Most People Don’t Appreciate How Important Market Timing Is Until They Think About It a Bit

Published on

Practice market timing (that is, lower your stock allocation when valuations go very high and increase it when valuations go very low) and you will lower the risk of stock investing by 70 percent. Wade Pfau and I showed this in research we had published in a peer-reviewed journal. Everyone wants to lower the risk of stock investing. So everyone engages in market timing today.

Um…

No, that’s not so. Only a small percentage of the investing population engages in market timing. The Buy-and-Holders have argued that it’s a bad idea and most of us have bought into what they say. I have been trying to change people’s minds re this matter for 21 years now and have seen only limited success.

I have made some converts who have become effusive advocates of timing. But I have also been banned from more web sites than I can count for making the pitch. So saying that I have achieved limited success is putting it kindly.

Engaging In Market Timing

What’s the story? Why do so many stock investors not do what is in their best interest?

There are two big reasons.

One, there is widespread confusion over what it means to engage in market timing. When most people hear the term, the thing that comes to mind is this silly practice in which you try to guess when prices are going to turn and profit by guessing right. That really doesn’t work for the obvious reason that it’s pretty darn hard to guess right. Market timing has gotten a bad reputation because there is one form of it that really doesn’t work.

The kind of market timing that always works is the practice of changing your stock allocation in response to big price swings for the purpose of keeping your risk profile constant over time. How could keeping your risk profile constant (Staying the Course in a meaningful way) ever not work? Of course that form of market timing works.

Why don’t people see it?

The reality that market timing always works is a bit counter-intuitive.

In one sense, it is entirely intuitive. Practicing market timing is practicing price discipline. There are thousands of markets out there. In each and every one of them, price discipline is absolutely essential. It shouldn’t be too much of a surprise to learn that the same is true in the stock market.

**EXTRACTED INFORMATION:**
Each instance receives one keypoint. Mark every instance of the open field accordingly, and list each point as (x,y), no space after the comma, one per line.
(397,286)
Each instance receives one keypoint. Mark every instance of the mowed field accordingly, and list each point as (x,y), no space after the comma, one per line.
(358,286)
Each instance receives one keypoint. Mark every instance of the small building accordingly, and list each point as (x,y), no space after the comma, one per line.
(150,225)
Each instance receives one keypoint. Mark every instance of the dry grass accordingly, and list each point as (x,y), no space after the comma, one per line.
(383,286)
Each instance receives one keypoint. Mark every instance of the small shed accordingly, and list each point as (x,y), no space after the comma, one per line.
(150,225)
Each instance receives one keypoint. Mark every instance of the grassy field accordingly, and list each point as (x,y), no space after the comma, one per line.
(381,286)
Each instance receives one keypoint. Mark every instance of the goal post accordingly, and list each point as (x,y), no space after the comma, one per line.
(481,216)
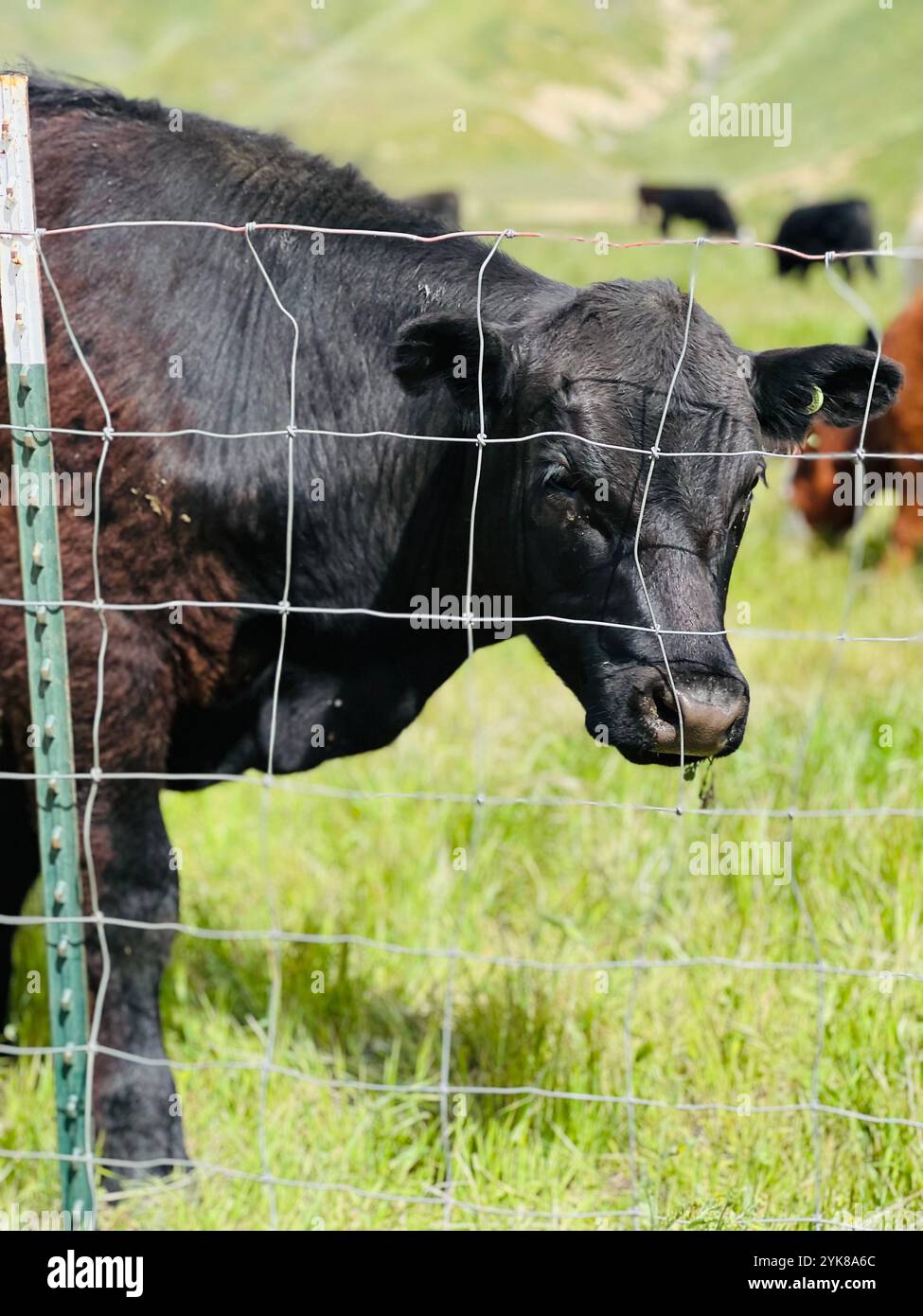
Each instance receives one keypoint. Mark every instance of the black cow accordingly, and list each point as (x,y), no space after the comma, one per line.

**TASKS TO PERFORM:**
- A) Reproduce the passage of the market timing essay between "Published on" and "only limited success.", inclusive, substituting "equity investing" for every instance of "stock investing".
- B) Write the next part of the market timing essay, picking up after its final sentence.

**OUTPUTS FOR THE TASKS:**
- A)
Published on

Practice market timing (that is, lower your stock allocation when valuations go very high and increase it when valuations go very low) and you will lower the risk of equity investing by 70 percent. Wade Pfau and I showed this in research we had published in a peer-reviewed journal. Everyone wants to lower the risk of equity investing. So everyone engages in market timing today.

Um…

No, that’s not so. Only a small percentage of the investing population engages in market timing. The Buy-and-Holders have argued that it’s a bad idea and most of us have bought into what they say. I have been trying to change people’s minds re this matter for 21 years now and have seen only limited success.

- B)
But there is also a good reason why people don’t see it that way.

Overvaluation is irrational. If investors were acting in their best interests, there would never be any overvaluation. Given how important investing is to our hopes of being able to retire someday, it’s hard to accept that stocks can become so overvalued that market timing offers a significant edge.

I love market timing. I believe that it always works. I believe that it should be heavily promoted. But I acknowledge that it is more than a little nuts that it works. It shouldn’t work. The market should be efficient, just like the Buy-and-Holders say. I believe that the Buy-and-Holders are wrong about an important element of the stock investing puzzle. But I acknowledge that what they say is logical (the problem is that investors are not logical but at times highly emotional).

If we can get to a place where market timing is heavily promoted, we can greatly diminish the extent of both overvaluation and undervaluation. A market with fewer crazy ups and downs would be a more rational market, a more efficient market. Investors who have experienced what the market has become during the Buy-and-Hold Era would be impressed by the change and would in time grow in their conviction that market timing makes all the sense in the world.

We just are not there yet. It takes a good bit of thinking the thing through to assemble the logic chain in today’s world. So the Buy-and-Holders still usually get the better of the argument.

Rob’s bio is here.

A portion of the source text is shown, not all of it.